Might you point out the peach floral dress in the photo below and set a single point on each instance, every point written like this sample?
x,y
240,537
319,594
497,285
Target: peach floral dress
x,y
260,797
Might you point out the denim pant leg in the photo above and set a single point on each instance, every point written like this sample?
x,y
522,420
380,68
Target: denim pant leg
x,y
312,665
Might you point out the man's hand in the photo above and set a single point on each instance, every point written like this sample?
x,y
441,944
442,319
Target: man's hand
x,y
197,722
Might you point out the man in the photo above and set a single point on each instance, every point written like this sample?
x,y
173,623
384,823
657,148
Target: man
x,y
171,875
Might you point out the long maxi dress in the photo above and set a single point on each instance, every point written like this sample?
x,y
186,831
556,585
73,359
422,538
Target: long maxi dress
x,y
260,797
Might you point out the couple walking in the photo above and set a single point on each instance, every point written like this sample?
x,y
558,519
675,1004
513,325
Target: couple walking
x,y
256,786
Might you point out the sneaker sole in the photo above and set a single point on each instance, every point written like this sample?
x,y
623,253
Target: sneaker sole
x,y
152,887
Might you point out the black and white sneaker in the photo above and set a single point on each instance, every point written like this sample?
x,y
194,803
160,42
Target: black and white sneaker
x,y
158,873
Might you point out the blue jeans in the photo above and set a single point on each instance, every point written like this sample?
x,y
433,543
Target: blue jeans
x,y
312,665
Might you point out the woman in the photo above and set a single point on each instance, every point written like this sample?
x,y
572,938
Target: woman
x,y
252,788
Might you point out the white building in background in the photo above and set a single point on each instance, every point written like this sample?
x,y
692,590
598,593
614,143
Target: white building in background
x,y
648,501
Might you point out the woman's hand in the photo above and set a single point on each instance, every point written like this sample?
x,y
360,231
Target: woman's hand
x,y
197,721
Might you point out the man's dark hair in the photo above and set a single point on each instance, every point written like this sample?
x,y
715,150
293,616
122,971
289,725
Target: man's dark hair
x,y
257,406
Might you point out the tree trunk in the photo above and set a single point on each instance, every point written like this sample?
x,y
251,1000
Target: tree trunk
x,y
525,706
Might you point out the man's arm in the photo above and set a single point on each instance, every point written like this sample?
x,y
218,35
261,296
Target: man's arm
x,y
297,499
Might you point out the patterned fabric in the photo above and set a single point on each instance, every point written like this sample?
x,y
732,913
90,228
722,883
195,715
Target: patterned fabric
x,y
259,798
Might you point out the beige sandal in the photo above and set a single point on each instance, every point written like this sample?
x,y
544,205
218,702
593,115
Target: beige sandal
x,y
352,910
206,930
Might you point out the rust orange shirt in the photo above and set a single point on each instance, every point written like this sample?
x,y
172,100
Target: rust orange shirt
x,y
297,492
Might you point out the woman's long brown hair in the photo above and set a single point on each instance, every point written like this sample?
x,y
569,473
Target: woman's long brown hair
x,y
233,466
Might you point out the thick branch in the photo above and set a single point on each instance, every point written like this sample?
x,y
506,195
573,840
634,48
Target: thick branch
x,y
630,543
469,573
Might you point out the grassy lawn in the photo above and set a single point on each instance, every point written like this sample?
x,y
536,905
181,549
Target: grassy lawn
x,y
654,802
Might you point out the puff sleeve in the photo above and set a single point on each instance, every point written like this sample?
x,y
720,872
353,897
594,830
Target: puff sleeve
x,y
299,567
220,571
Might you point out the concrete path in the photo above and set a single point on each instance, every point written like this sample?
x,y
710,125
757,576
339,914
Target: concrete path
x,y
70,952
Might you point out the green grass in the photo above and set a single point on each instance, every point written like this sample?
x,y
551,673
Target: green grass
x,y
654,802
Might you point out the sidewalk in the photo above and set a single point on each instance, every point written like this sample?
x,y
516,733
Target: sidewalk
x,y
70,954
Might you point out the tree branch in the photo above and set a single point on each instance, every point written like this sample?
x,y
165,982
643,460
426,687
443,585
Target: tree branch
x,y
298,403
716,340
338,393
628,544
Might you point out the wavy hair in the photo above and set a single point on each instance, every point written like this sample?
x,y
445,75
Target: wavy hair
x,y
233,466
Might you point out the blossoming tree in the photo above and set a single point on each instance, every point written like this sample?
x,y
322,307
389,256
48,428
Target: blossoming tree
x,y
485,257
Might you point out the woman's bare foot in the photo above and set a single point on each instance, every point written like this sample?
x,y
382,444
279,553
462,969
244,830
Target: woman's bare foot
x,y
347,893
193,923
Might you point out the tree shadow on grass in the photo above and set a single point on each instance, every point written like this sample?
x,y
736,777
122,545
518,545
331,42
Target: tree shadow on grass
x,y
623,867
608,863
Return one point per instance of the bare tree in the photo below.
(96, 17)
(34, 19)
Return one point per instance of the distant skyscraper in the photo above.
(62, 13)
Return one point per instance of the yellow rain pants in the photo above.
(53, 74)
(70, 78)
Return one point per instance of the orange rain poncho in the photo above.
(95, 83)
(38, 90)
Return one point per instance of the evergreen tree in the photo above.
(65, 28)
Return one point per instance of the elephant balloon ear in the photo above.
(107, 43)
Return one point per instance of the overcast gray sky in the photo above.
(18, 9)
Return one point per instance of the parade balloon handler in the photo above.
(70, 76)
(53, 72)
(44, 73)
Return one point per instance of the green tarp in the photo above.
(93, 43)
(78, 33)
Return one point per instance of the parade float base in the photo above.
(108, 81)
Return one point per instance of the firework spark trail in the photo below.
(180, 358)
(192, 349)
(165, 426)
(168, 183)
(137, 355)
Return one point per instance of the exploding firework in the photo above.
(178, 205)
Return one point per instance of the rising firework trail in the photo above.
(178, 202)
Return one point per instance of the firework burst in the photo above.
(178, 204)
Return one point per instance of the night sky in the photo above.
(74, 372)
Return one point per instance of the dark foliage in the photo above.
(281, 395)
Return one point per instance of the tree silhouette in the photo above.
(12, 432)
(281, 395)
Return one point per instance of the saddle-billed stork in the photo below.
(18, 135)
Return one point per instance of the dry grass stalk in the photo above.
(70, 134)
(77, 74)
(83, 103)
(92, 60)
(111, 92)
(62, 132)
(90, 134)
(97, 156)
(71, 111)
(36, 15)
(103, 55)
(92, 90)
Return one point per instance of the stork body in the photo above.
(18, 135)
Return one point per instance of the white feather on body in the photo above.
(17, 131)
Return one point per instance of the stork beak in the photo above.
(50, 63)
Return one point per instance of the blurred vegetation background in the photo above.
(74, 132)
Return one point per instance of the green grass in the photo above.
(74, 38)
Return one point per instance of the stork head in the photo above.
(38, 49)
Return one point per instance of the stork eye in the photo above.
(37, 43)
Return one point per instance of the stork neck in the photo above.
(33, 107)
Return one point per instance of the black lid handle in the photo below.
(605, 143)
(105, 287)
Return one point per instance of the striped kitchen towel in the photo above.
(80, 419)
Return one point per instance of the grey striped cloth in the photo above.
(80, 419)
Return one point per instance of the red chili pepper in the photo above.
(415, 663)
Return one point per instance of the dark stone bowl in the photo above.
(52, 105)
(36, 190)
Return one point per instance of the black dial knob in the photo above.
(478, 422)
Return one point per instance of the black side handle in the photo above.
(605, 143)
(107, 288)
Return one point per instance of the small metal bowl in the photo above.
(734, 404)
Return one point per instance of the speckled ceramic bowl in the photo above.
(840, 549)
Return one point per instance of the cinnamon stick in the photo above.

########################################

### WHAT THE TASK REQUIRES
Transcribe the listing above in full, so that every line matches exactly.

### ANSWER BOX
Might you point out the peach floral dress in the photo below and set a single point on each instance, every point written like this sample?
x,y
240,537
319,594
497,285
Target: peach floral dress
x,y
260,797
Might you point out the denim pant leg in the photo above and set a single point on each instance, every point written like this sample?
x,y
522,420
380,68
Target: denim pant leg
x,y
312,665
Might you point out the man's hand in the photo above and set a single point on each instance, every point written like this sample?
x,y
441,944
442,319
Target: man's hand
x,y
197,722
Might you point out the man in the photo above and set a single point on each instance, every point written like this sample?
x,y
173,623
384,823
657,148
Target: man
x,y
171,875
Might you point out the long maxi dress in the photo above and set a single point on each instance, every point written like this sample?
x,y
186,831
556,585
73,359
422,538
Target: long maxi dress
x,y
260,797
Might you point out the couple walking in the photo above and set a single point on each instance, every point written like this sample?
x,y
558,519
675,1004
513,325
Target: couple walking
x,y
256,786
Might you point out the sneaker sole in the photo above and set a single point on each instance, every point written like this sample?
x,y
623,253
Target: sneaker sole
x,y
152,887
Might you point out the black and white sneaker in the photo above and set a single point on each instance, every point written like this sample?
x,y
194,803
160,42
Target: black and white sneaker
x,y
158,873
Might you point out the blue jeans in the photo above and set a single point on each instance, every point written like this sample?
x,y
433,543
Target: blue jeans
x,y
312,665
Might you point out the woman in the photo above and set a single point on each instance, every point written like this sample?
x,y
572,938
Target: woman
x,y
252,788
Might you point out the white building in background in the photo above and set a single point on each instance, every point written like this sample?
x,y
692,590
598,593
614,143
Target: white building in background
x,y
648,501
Might you point out the woman's hand in the photo above and set a single point on each instance, every point written like this sample?
x,y
360,231
Target: woman's hand
x,y
197,721
Might you point out the man's dark hair in the photo above and set a single point on each instance, every point written like this sample?
x,y
715,150
293,616
122,971
289,725
Target: man's dark hair
x,y
257,406
Might you point out the tree trunk in the photo above and set a single point on each instance, every point written like this sample?
x,y
251,1000
Target: tree trunk
x,y
525,706
Might you point out the man's arm in the photo above and set a single point on each instance, every point written like this sample?
x,y
218,35
261,296
Target: man's arm
x,y
297,499
Might you point out the patterned fabric in the photo above and set a single point on each instance, every point written like this sample?
x,y
732,913
90,228
722,883
195,715
Target: patterned fabric
x,y
259,798
Might you point out the beige sandal in the photo above and set a single point on each instance, every point written like this sample?
x,y
544,205
218,702
593,115
Target: beige sandal
x,y
352,910
206,930
Might you point out the rust orange shirt in the photo above and set a single point on each instance, every point written like this sample?
x,y
172,100
Target: rust orange shirt
x,y
297,492
Might you point out the woman's long brown hair in the photo above and set a single point on each instance, every point written like this sample?
x,y
569,473
Target: woman's long brown hair
x,y
233,466
Might you point out the thick branch in the photo above and set a single point on each instance, every point written like this sample?
x,y
506,195
573,840
634,48
Target: thick branch
x,y
630,543
469,573
Might you point out the grassy lawn in the photo above and set a single point on each instance, every point written like this sample?
x,y
536,905
181,549
Target: grassy lawn
x,y
654,802
Might you point out the puff sleeve in the photo above and set a single point on each instance, every point written like this sample?
x,y
720,872
353,897
594,830
Target: puff sleeve
x,y
299,567
220,571
Might you point out the concrete path in the photo above and set a single point on each instance, every point written like this sample?
x,y
710,125
757,576
339,914
Target: concrete path
x,y
70,952
Might you point out the green grass in the photo above and set a single point on each instance, every point written like this sample?
x,y
551,673
Target: green grass
x,y
654,802
Might you point out the sidewalk in the photo above and set a single point on each instance, every point written like this sample?
x,y
516,733
Target: sidewalk
x,y
70,954
Might you point out the tree branch in the photo above and set a single point on each instance, every point written like this sample?
x,y
165,982
643,460
426,687
443,585
Target: tree branch
x,y
298,403
716,340
338,393
628,544
Might you point out the wavy hair in the photo above and set a single point on each instance, every point written like this sample?
x,y
445,75
Target: wavy hair
x,y
233,466
Might you point out the blossoming tree in the photo above and set a single point on each instance, every point written like this sample?
x,y
322,307
389,256
48,428
Target: blossoming tree
x,y
485,257
Might you point out the woman's bare foot in the photo above and set a single point on each instance, every point written like this sample?
x,y
382,444
279,553
462,969
244,830
Target: woman's bare foot
x,y
347,893
193,923
Might you point out the tree shadow on grass in the photo above and set a single point on each instance, every point written like this sample?
x,y
736,777
122,545
518,545
331,42
Target: tree shadow on grass
x,y
623,867
608,863
Return one point per instance of the bare tree in the photo below.
(96, 17)
(34, 19)
Return one point per instance of the distant skyscraper in the photo above.
(62, 13)
Return one point per instance of the yellow rain pants in the photo above.
(53, 74)
(70, 78)
Return one point per instance of the orange rain poncho in the photo above.
(95, 83)
(38, 90)
Return one point per instance of the evergreen tree in the photo above.
(65, 28)
Return one point per instance of the elephant balloon ear in the photo above.
(107, 43)
Return one point per instance of the overcast gray sky in the photo above.
(18, 9)
Return one point per instance of the parade balloon handler in the photo above.
(70, 76)
(53, 72)
(44, 73)
Return one point per instance of the green tarp in the photo above.
(93, 43)
(78, 33)
Return one point per instance of the parade float base in the photo above.
(108, 81)
Return one point per instance of the firework spark trail in the photo below.
(180, 358)
(192, 349)
(165, 426)
(168, 183)
(137, 355)
Return one point per instance of the exploding firework in the photo above.
(178, 205)
Return one point per instance of the rising firework trail in the photo above.
(178, 202)
Return one point per instance of the firework burst in the photo above.
(178, 204)
Return one point per instance of the night sky in the photo above.
(74, 372)
Return one point per instance of the dark foliage in the photo above.
(281, 395)
Return one point per instance of the tree silhouette in the photo above.
(12, 432)
(281, 395)
Return one point per instance of the saddle-billed stork in the photo below.
(18, 135)
Return one point per instance of the dry grass stalk in the photo above.
(70, 134)
(77, 74)
(83, 103)
(92, 60)
(111, 92)
(62, 132)
(90, 134)
(97, 156)
(71, 111)
(36, 15)
(103, 55)
(92, 90)
Return one point per instance of the stork body in the photo above.
(18, 135)
Return one point per instance of the white feather on body in the photo above.
(17, 131)
Return one point per instance of the stork beak in the photo above.
(50, 63)
Return one point per instance of the blurred vegetation background in the photo above.
(74, 132)
Return one point per instance of the green grass in the photo above.
(74, 38)
Return one point per instance of the stork head in the photo above.
(38, 49)
Return one point per instance of the stork eye in the photo above.
(37, 43)
Return one point per instance of the stork neck in the photo above.
(33, 107)
Return one point per instance of the black lid handle in the photo below.
(605, 143)
(105, 287)
Return one point per instance of the striped kitchen towel in the photo above.
(80, 419)
Return one point per instance of the grey striped cloth in the photo above.
(80, 419)
Return one point per instance of the red chili pepper in the photo above.
(415, 663)
Return one point per instance of the dark stone bowl in the photo above.
(52, 105)
(36, 190)
Return one point per instance of the black dial knob in the photo above.
(478, 422)
Return one point per instance of the black side handle in the photo above.
(605, 143)
(107, 288)
Return one point per instance of the small metal bowl in the photo above.
(734, 404)
Return one point per instance of the speckled ceramic bowl in the photo above.
(840, 549)
Return one point per instance of the cinnamon stick in the photo above.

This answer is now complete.